**Problem requirements:**
Recast every one of the entries below as a numbered list, leaving out any blank lines.

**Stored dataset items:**
########
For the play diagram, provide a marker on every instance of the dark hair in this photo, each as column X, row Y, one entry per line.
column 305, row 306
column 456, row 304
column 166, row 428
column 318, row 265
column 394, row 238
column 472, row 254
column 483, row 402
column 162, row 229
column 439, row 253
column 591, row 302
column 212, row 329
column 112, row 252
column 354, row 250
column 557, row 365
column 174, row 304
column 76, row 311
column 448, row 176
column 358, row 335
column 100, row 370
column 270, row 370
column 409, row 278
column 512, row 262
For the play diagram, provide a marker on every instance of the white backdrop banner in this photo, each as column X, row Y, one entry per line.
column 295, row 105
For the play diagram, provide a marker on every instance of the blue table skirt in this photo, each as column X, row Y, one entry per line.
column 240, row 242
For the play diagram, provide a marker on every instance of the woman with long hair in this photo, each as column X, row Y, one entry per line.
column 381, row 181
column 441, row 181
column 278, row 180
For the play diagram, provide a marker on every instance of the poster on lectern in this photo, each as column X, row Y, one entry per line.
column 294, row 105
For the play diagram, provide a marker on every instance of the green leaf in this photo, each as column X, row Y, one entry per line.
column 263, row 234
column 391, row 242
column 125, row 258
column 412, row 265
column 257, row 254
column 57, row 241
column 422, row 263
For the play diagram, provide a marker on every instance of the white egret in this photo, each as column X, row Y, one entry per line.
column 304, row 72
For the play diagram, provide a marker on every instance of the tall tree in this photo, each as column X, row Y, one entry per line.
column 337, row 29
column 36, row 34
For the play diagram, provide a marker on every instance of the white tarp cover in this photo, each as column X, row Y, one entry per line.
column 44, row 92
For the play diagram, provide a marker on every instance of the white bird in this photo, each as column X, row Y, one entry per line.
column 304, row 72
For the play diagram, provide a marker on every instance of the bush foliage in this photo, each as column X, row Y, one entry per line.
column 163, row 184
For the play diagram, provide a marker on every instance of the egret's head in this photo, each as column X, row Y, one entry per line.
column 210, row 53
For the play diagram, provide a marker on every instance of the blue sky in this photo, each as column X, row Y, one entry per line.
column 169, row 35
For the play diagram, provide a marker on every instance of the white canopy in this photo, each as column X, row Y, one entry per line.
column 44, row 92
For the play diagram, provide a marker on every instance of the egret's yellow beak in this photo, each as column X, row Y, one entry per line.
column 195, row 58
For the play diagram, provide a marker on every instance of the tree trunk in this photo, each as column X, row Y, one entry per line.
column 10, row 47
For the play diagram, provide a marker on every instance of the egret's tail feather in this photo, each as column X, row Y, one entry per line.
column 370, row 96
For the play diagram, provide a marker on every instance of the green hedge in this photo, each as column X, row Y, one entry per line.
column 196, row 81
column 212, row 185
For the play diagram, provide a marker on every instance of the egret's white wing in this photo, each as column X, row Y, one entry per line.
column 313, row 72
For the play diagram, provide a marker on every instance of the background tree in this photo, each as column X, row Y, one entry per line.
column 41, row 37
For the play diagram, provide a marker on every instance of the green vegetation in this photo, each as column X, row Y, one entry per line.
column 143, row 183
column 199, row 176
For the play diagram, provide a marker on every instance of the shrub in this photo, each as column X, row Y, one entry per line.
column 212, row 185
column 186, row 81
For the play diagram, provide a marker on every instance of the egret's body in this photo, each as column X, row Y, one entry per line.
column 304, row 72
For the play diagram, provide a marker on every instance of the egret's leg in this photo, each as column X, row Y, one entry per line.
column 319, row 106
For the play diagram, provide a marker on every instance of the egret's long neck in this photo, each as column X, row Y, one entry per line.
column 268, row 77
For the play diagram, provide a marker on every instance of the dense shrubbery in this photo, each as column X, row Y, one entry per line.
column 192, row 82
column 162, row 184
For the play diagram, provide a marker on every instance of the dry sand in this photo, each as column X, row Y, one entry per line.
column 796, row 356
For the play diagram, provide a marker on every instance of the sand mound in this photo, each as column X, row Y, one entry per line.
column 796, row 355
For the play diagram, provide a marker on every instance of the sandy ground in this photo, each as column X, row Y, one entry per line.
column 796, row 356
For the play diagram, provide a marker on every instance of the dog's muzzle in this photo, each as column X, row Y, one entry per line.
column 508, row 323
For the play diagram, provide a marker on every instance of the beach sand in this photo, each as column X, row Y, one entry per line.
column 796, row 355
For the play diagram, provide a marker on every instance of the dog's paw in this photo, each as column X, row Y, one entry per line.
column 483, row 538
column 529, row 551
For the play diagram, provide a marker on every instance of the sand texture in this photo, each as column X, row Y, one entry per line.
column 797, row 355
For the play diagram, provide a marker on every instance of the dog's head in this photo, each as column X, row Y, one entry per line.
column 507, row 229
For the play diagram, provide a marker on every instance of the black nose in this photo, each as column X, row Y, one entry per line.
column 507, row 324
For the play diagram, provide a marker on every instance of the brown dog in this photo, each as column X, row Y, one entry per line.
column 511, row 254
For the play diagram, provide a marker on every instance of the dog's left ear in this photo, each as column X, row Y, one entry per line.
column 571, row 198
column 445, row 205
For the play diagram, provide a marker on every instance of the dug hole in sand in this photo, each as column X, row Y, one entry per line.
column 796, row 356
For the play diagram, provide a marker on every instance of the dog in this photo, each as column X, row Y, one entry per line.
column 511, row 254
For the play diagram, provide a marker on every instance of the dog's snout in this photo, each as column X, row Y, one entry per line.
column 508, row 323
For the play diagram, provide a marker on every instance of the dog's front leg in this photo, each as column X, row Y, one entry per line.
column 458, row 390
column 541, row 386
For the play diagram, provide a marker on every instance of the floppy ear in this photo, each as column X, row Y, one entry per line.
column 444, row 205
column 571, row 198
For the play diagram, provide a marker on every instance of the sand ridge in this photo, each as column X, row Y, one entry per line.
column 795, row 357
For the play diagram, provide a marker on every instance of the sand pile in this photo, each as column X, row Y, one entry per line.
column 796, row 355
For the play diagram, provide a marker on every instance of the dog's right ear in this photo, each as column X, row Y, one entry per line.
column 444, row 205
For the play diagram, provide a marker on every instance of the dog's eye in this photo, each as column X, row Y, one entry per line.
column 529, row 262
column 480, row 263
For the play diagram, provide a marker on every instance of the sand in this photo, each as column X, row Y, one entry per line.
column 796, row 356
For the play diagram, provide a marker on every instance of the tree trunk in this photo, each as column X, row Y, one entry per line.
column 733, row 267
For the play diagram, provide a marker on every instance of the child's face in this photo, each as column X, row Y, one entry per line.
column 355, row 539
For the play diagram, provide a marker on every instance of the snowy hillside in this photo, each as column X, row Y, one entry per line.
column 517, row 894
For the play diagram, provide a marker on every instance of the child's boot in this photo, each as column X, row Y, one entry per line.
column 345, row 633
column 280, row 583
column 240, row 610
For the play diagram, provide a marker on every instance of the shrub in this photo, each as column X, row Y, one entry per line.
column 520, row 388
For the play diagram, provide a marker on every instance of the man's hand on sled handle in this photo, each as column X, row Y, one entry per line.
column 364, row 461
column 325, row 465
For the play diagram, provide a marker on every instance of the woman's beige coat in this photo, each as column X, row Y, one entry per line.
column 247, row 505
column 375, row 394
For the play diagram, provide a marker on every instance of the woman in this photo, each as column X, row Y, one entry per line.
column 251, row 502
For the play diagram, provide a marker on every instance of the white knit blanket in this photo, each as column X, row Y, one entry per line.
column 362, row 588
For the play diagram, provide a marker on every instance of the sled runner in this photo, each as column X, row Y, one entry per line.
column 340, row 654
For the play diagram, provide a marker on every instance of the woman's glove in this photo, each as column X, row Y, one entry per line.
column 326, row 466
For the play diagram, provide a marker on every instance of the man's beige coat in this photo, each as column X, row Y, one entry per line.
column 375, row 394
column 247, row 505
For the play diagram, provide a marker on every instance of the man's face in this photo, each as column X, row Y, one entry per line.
########
**Task answer:**
1. For the play diagram, provide a marker on every instance of the dark hair in this photo, each as column X, row Y, one entry per line.
2. column 305, row 306
3. column 456, row 304
4. column 166, row 428
5. column 318, row 265
6. column 394, row 238
7. column 472, row 254
8. column 483, row 402
9. column 162, row 229
10. column 439, row 253
11. column 591, row 302
12. column 212, row 329
13. column 112, row 252
14. column 354, row 250
15. column 557, row 365
16. column 174, row 304
17. column 76, row 311
18. column 448, row 176
19. column 358, row 335
20. column 100, row 370
21. column 270, row 370
22. column 409, row 278
23. column 512, row 262
24. For the play diagram, provide a marker on every instance of the white backdrop banner in this photo, each as column X, row Y, one entry per line.
25. column 295, row 105
26. For the play diagram, provide a marker on every instance of the blue table skirt in this photo, each as column X, row Y, one entry per line.
27. column 240, row 242
28. For the play diagram, provide a marker on every instance of the woman with long hair in this photo, each as column X, row Y, one entry per line.
29. column 381, row 181
30. column 441, row 181
31. column 278, row 180
32. For the play diagram, provide a marker on every instance of the poster on lectern in this photo, each as column X, row Y, one entry per line.
33. column 294, row 105
34. For the play diagram, provide a marker on every instance of the green leaf in this photo, each as column X, row Y, one entry per line.
35. column 263, row 234
36. column 391, row 242
37. column 125, row 258
38. column 412, row 265
39. column 257, row 254
40. column 57, row 241
41. column 422, row 263
42. For the play diagram, provide a marker on every instance of the white egret in this photo, each as column X, row Y, one entry per line.
43. column 304, row 72
44. For the play diagram, provide a marker on every instance of the tall tree in this photo, each as column X, row Y, one entry per line.
45. column 337, row 29
46. column 36, row 34
47. For the play diagram, provide a marker on every instance of the white tarp cover in this photo, each as column X, row Y, one entry per line.
48. column 44, row 92
49. For the play diagram, provide a marker on every instance of the white bird in this photo, each as column X, row Y, one entry per line.
50. column 304, row 72
51. For the play diagram, provide a marker on every instance of the bush foliage in this photo, each as column X, row Y, one entry per line.
52. column 163, row 184
53. For the play diagram, provide a marker on every instance of the egret's head in this photo, each as column X, row Y, one entry per line.
54. column 210, row 53
55. For the play diagram, provide a marker on every instance of the blue sky in this photo, each as column X, row Y, one entry per line.
56. column 169, row 35
57. For the play diagram, provide a marker on every instance of the white canopy in this photo, each as column X, row Y, one entry per line.
58. column 44, row 92
59. For the play diagram, provide a marker on every instance of the egret's yellow beak in this photo, each as column X, row Y, one entry per line.
60. column 195, row 58
61. For the play diagram, provide a marker on every instance of the tree trunk in this photo, each as column X, row Y, one entry per line.
62. column 10, row 47
63. For the play diagram, provide a marker on every instance of the egret's tail feather in this photo, each as column X, row Y, one entry per line.
64. column 370, row 96
65. For the play diagram, provide a marker on every instance of the green hedge in this photo, each as column X, row Y, one entry per line.
66. column 196, row 81
67. column 212, row 185
68. For the play diagram, provide a marker on every instance of the egret's white wing in this photo, each as column X, row Y, one entry per line.
69. column 313, row 72
70. For the play diagram, provide a marker on every instance of the background tree in this photo, each as column X, row Y, one entry per line.
71. column 41, row 37
72. For the play diagram, provide a marker on every instance of the green vegetation in this photo, each as column X, row Y, one entry per line.
73. column 143, row 183
74. column 199, row 176
75. For the play diagram, provide a marker on every instance of the shrub in this photo, each as column X, row Y, one entry per line.
76. column 212, row 185
77. column 186, row 81
78. For the play diagram, provide a marker on every instance of the egret's body in this photo, each as column X, row Y, one entry per line.
79. column 304, row 72
80. For the play diagram, provide a marker on every instance of the egret's leg in this photo, each as column X, row Y, one entry per line.
81. column 319, row 106
82. For the play diagram, provide a marker on every instance of the egret's long neck in this photo, each as column X, row Y, one entry per line.
83. column 268, row 77
84. For the play diagram, provide a marker on every instance of the dense shrubbery in this photo, each as column X, row Y, one entry per line.
85. column 192, row 82
86. column 162, row 184
87. For the play diagram, provide a marker on every instance of the dry sand in this photo, each as column X, row Y, one entry per line.
88. column 796, row 356
89. For the play diagram, provide a marker on every instance of the sand mound in this photo, each as column X, row Y, one entry per line.
90. column 796, row 355
91. For the play diagram, provide a marker on every instance of the sandy ground in this photo, each as column X, row Y, one entry per line.
92. column 796, row 356
93. For the play diagram, provide a marker on every instance of the dog's muzzle in this photo, each as column X, row Y, one entry per line.
94. column 508, row 323
95. For the play diagram, provide a marker on every instance of the beach sand in this photo, each as column X, row Y, one entry per line.
96. column 796, row 355
97. For the play diagram, provide a marker on every instance of the dog's paw in this photo, each as column X, row Y, one entry per line.
98. column 483, row 538
99. column 529, row 551
100. For the play diagram, provide a marker on every instance of the sand texture in this photo, each as column X, row Y, one entry per line.
101. column 797, row 355
102. For the play diagram, provide a marker on every instance of the dog's head in this photo, each as column X, row Y, one entry per line.
103. column 507, row 229
104. For the play diagram, provide a marker on every instance of the black nose in this photo, each as column X, row Y, one entry per line.
105. column 507, row 324
106. For the play diagram, provide a marker on every instance of the brown dog in this photo, each as column X, row Y, one entry per line.
107. column 511, row 254
108. For the play diagram, provide a marker on every instance of the dog's left ear in this photo, each as column X, row Y, one entry per line.
109. column 571, row 198
110. column 445, row 205
111. For the play diagram, provide a marker on every instance of the dug hole in sand in this photo, each as column X, row Y, one entry per line.
112. column 796, row 356
113. For the play diagram, provide a marker on every instance of the dog in this photo, each as column X, row Y, one entry per line.
114. column 511, row 254
115. For the play diagram, provide a marker on every instance of the dog's snout in this photo, each as column X, row Y, one entry per line.
116. column 508, row 323
117. For the play diagram, provide a marker on every instance of the dog's front leg in this photo, each as column X, row Y, one entry per line.
118. column 458, row 390
119. column 541, row 386
120. For the play diagram, provide a marker on every instance of the floppy ear in this photo, each as column X, row Y, one entry per line.
121. column 444, row 205
122. column 571, row 198
123. For the play diagram, provide a marker on every instance of the sand ridge in this photo, each as column X, row Y, one entry per line.
124. column 795, row 357
125. For the play diagram, provide a marker on every instance of the sand pile in this photo, each as column X, row Y, one entry per line.
126. column 796, row 355
127. For the play diagram, provide a marker on every instance of the dog's right ear in this photo, each as column X, row Y, one entry per line.
128. column 444, row 205
129. For the play diagram, provide a marker on every instance of the dog's eye in this photo, each as column X, row Y, one entry per line.
130. column 529, row 262
131. column 480, row 263
132. For the play diagram, provide a marker on every instance of the sand in this photo, each as column X, row Y, one entry per line.
133. column 796, row 356
134. For the play diagram, provide a marker on every instance of the tree trunk in this photo, each as column X, row Y, one entry per line.
135. column 733, row 267
136. For the play diagram, provide a marker on every instance of the child's face in this photo, each as column X, row Y, one entry per line.
137. column 355, row 539
138. For the play diagram, provide a marker on every instance of the snowy hillside in this photo, each as column X, row Y, one entry per line.
139. column 517, row 894
140. For the play diagram, provide a marker on every instance of the child's boot in this photo, each as column X, row Y, one entry per line.
141. column 345, row 633
142. column 280, row 583
143. column 240, row 610
144. For the play diagram, provide a marker on every instance of the shrub in this photo, each as column X, row Y, one entry per line.
145. column 520, row 388
146. For the play diagram, provide a marker on every instance of the man's hand on sled handle in this photo, each as column X, row Y, one entry per line.
147. column 364, row 461
148. column 325, row 465
149. For the play diagram, provide a marker on every instance of the woman's beige coat in this photo, each as column X, row Y, one entry per line.
150. column 247, row 505
151. column 375, row 394
152. For the play diagram, provide a marker on every instance of the woman in this photo, each as column X, row Y, one entry per line.
153. column 251, row 502
154. For the play diagram, provide a marker on every instance of the white knit blanket in this photo, each as column X, row Y, one entry per line.
155. column 362, row 588
156. For the play diagram, provide a marker on every instance of the sled runner in this photo, each as column X, row Y, one entry per line.
157. column 340, row 654
158. For the play diagram, provide a marker on every instance of the woman's glove in this photo, each as column X, row Y, one entry per line.
159. column 326, row 466
160. For the play diagram, provide a marker on every instance of the man's beige coat in this photo, each as column X, row Y, one entry per line.
161. column 375, row 394
162. column 247, row 505
163. For the play diagram, provide a marker on every instance of the man's face in this photo, each as column X, row Y, one entry per line.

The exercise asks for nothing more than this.